--- The records ---

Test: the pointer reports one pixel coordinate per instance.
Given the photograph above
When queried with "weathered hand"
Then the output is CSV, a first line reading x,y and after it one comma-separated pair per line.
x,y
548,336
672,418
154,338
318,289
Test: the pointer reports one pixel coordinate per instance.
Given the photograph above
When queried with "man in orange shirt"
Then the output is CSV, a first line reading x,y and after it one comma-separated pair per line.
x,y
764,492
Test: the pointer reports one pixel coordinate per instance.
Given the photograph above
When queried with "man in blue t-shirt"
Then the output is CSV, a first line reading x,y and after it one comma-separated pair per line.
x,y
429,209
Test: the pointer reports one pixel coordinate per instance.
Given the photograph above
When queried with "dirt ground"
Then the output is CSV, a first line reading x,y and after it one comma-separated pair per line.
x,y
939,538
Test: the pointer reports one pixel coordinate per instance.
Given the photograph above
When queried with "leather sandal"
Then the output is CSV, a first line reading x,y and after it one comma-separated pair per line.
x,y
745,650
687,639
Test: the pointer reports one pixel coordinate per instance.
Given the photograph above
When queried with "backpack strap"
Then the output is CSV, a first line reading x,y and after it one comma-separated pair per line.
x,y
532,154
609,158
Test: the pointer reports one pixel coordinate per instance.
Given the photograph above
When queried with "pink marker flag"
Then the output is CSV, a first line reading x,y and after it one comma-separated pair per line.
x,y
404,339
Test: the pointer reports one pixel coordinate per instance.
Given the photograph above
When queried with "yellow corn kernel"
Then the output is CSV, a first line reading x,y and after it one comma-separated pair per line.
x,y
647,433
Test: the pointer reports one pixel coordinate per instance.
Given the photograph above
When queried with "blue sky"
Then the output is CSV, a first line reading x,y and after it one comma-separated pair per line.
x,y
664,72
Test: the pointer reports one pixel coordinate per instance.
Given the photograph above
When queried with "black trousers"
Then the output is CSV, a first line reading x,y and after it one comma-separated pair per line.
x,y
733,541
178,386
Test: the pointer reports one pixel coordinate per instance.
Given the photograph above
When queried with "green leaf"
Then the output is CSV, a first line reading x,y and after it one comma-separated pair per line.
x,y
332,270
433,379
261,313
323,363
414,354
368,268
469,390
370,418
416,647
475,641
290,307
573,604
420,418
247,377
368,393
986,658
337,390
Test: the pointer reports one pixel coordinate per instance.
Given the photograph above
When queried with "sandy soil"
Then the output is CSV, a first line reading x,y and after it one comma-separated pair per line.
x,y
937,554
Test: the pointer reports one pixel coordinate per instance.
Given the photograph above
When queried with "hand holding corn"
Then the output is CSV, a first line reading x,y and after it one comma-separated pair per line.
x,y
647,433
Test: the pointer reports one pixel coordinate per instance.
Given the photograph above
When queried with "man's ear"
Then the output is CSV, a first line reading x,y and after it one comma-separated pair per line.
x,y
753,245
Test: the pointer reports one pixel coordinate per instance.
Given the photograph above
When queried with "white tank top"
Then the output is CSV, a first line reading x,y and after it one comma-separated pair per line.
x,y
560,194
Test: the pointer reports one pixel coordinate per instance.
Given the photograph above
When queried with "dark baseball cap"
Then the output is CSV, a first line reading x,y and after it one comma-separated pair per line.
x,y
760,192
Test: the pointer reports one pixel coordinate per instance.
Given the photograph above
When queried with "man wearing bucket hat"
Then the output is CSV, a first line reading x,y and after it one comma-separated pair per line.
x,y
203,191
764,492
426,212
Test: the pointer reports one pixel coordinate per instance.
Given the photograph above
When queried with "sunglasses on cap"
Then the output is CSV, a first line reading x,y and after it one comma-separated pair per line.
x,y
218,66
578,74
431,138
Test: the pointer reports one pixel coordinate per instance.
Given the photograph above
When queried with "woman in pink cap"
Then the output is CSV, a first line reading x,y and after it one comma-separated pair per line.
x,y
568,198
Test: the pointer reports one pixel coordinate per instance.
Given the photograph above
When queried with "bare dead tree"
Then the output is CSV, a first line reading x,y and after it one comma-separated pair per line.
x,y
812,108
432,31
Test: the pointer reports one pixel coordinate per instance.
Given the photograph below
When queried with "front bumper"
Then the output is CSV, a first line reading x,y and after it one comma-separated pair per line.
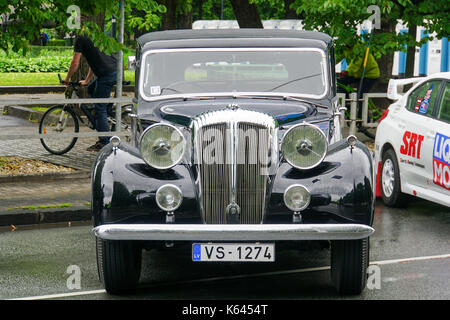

---

Give all entries again verbatim, without any images.

Test: the pointer reports one pixel coordinate per instance.
Given the photograph above
When queried with "weathered hand"
Then the output is CSV, a first line reading x,y and after it one comma-separated pair per line.
x,y
548,336
672,418
154,338
318,289
Test: the pointer reports one pixel coordinate per instance.
Given the photograph above
When queried with "man in orange shirt"
Then the output is CSV, a first line reading x,y and after it one comma-separated pair per line.
x,y
764,492
Test: the pointer reports one pixel coordinate per instance.
Given the photograph above
When queried with "man in blue t-shirt"
Then the output is CSV, a first line reading x,y and after it one comma-separated pair per line.
x,y
429,209
Test: the pointer reports one pixel coordinate per instance.
Given the photograph above
When queried with "dirt ground"
Then the output is CSV, a first line reading x,y and after it one comma-separated pair per line.
x,y
939,538
Test: the pointer reports one pixel coordinate per instance.
Given the photograph above
When queried with "leather sandal"
Then the output is CSV, a first line reading x,y and after it one comma-separated pair per line.
x,y
745,650
687,639
Test: the pointer reports one pixel coordinate per instance.
Given the photograph above
When queried with "backpack strap"
Then the output is CSV, a first line reading x,y and after it one comma-separated pair per line.
x,y
532,154
609,158
Test: the pointer reports one pixel coordinate per instance.
Given the photograph above
When queried with "pink marker flag"
Then the output is CSV, a first line reading x,y and after it one comma-separated pair per line.
x,y
404,339
Test: the pointer reports one pixel coordinate per instance.
Given the photograph above
When queried with "yellow corn kernel"
Then the output is CSV, a first line reading x,y and after it one comma-separated pair per line.
x,y
647,433
Test: the pointer reports one pixel coordinate per instance.
Given the photograph above
When queried with "blue sky"
Then the output is CSV, a first line reading x,y and after it one comma-separated pair per line.
x,y
664,72
Test: the pointer reports one pixel coordinate per instance.
Given the photograph above
When queried with "black trousers"
Then the output is CSV, a first line reading x,y and after it one comma-separated pair per line.
x,y
733,541
178,386
Test: the pointer reports one pixel coordinate per instance.
Given the photograph above
When queried with "green leaf"
Then the output is CSV, a first line reading x,y and after it one comma-separated pair per line.
x,y
332,270
433,379
261,313
323,363
414,354
368,268
469,390
370,418
416,647
475,641
290,307
573,604
420,418
247,377
368,393
986,658
337,390
Test: the pointer reports one pixel coordinate per instance.
Given the photograph above
When queried with "sandy soil"
Then the output is CSV, a first line reading x,y and after it one comma-separated pair per line.
x,y
937,554
Test: the pointer reports one pixel coordinate per instance.
Given the photograph above
When queried with "hand holding corn"
Then the output is CSV, a first line reading x,y and after it one comma-separated pair per line.
x,y
647,433
Test: the pointer reports one pixel coordinate per instance.
Given the photograph above
When queried with "man's ear"
Then the output is CSV, a first line reading x,y and after it one comma-separated pair per line.
x,y
753,245
Test: the pointer reports one pixel coordinate per instance.
Given the photograph above
When queried with "white tank top"
Then the output is CSV, a first line reading x,y and after it one comma-separated pair per line.
x,y
560,194
Test: the pointer reports one pixel coordinate per instance.
Given the photograph above
When queried with "dark baseball cap"
Then the output is CSV, a first line reading x,y and after it one comma-separated pair per line.
x,y
760,192
Test: the pointer reports one pixel coordinate per instance.
Given the photograph above
When queried with "man wearing bucket hat"
Then the output is CSV, a first line reading x,y and after it one comma-separated pair per line.
x,y
203,191
764,492
426,212
Test: the pointer reports one pixel coordinate per instance.
Given the photograph above
When queried with "sunglasses on cap"
Then the output is CSV, a first line reading x,y and after it one comma-separated pair per line.
x,y
218,66
578,74
431,138
Test: the pointer reports one pixel coordinate per instance.
Given the photograph above
When queried with "woman in pink cap"
Then the output is CSV, a first line reading x,y and after it one comma-separated pair per line.
x,y
568,198
Test: the pointer reports one pixel coordinate per instance.
Given the photograph above
When queried with "bare dead tree"
Then the output is CSV, a first line reading x,y and after it one comma-separated pair per line.
x,y
812,108
432,31
Test: the pointer reports one pixel coordinate per instance.
Given the photograph below
When queried with "front bumper"
Then the output is CSV, a first line reading x,y and after it one comma-separated pair per line.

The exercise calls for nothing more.